Posthumously, and privately, Rand's work is used in the institutions of education --despite being shunned by textbook conglomerates. Although not every dead writer has an organization dedicated to encouraging continued reading of the work, Rand does. Interestingly, The Ayn Rand Institute willingly sponsors educational interaction: sponsoring both essay contests and, in some cases, book donation. On the telephone, the institute personnel are friendly and seem interested in being helpful -exactly the opposite experience one routinely has with textbook publishing institutions. That the second hand looters of American literature and elitist dogmaticians of the American Literary Canon would  choose the pose of hegemony should come as no surprise.
  Rand's socio-political philosophy is given through the speeches of the characters, with pro and con given classical rhetorical weight. Rand spent the last part of her writing life working in expository format, but most of the exposition given through the speeches of characters rather thoroughly  informs the reader of Rand's primary tenents. What is most enjoyable in these speeches are both those which laud the  superlative and those which castigate the triflin', no-account, sorrier citizenry:
       […] whining rotters who never rouse themselves to any effort,
       who do not posses the ability of a filing clerk, but demand the  
       income of a company president, who drift from failure to failure
       and expect you to pay their bills, who hold their wishing as an
       equivalent of your work and their need as a higher claim to
       reward than your effort, who demand that your strength be   
       the voiceless, rightless, unpaid, unrewarded  slave of their
       incompetence […] that yours is only to give,but theirs only to  
       take, that yours is to produce, but theirs to consume,
       that you are not to be paid, neither in matter nor in spirit, neither 
        by wealth nor by recognition nor by respect nor gratitude […]
                                                                                                               (453).

Items stored from a collection

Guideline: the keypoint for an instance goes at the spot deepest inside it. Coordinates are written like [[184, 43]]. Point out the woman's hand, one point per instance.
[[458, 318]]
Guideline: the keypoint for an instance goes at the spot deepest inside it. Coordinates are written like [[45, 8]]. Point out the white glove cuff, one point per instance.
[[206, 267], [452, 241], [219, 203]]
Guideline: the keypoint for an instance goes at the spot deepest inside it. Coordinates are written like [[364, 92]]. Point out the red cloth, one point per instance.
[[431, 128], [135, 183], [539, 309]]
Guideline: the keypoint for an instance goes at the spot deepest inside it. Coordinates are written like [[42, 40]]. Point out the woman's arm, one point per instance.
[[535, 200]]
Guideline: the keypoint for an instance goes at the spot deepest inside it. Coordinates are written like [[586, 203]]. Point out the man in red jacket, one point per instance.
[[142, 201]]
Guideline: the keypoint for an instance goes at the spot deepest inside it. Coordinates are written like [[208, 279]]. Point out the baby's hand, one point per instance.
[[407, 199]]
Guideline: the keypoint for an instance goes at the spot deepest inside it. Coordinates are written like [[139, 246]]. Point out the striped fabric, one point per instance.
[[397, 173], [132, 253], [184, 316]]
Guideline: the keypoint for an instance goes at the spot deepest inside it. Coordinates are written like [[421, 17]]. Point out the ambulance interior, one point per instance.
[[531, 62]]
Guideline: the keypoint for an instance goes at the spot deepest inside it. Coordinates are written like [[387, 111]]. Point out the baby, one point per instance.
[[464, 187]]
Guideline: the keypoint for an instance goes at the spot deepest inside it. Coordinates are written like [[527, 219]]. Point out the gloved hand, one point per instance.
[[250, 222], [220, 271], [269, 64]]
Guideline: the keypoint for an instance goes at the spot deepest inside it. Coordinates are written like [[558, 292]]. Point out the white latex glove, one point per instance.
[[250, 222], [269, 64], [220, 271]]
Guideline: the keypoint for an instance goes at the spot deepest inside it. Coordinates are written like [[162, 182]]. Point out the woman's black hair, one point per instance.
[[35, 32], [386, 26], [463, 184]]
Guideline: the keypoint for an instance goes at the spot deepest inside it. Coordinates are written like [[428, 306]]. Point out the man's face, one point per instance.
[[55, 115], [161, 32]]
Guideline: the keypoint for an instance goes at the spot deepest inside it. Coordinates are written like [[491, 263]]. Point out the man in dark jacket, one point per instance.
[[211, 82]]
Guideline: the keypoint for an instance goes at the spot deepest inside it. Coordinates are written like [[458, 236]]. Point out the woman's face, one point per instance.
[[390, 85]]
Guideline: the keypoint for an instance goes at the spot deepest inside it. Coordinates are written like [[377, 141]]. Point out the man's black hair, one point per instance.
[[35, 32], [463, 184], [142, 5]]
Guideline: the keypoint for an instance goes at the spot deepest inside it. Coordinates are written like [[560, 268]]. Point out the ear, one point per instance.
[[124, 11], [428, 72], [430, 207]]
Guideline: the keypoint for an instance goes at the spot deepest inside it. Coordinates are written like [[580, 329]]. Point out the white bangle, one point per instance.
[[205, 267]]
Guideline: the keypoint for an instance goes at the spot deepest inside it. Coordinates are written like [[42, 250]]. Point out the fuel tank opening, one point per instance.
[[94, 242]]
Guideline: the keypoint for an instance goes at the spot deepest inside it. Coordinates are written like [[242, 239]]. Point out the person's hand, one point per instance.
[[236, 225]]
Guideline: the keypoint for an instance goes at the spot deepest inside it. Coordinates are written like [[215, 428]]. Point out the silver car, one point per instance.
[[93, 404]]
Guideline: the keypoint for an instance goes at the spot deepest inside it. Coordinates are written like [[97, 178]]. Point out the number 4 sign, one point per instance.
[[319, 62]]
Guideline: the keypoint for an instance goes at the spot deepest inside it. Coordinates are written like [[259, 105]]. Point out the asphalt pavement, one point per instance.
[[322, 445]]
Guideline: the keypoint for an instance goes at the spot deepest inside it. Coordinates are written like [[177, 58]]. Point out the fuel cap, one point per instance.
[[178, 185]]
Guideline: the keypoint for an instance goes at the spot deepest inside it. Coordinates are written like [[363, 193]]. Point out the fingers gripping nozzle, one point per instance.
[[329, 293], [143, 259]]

TASK REQUIREMENTS
Repeat the stretch of the Ayn Rand essay from "Posthumously, and privately, Rand's" through "as no surprise.", word for word. These records were taken from a separate source.

ANSWER
Posthumously, and privately, Rand's work is used in the institutions of education --despite being shunned by textbook conglomerates. Although not every dead writer has an organization dedicated to encouraging continued reading of the work, Rand does. Interestingly, The Ayn Rand Institute willingly sponsors educational interaction: sponsoring both essay contests and, in some cases, book donation. On the telephone, the institute personnel are friendly and seem interested in being helpful -exactly the opposite experience one routinely has with textbook publishing institutions. That the second hand looters of American literature and elitist dogmaticians of the American Literary Canon would  choose the pose of hegemony should come as no surprise.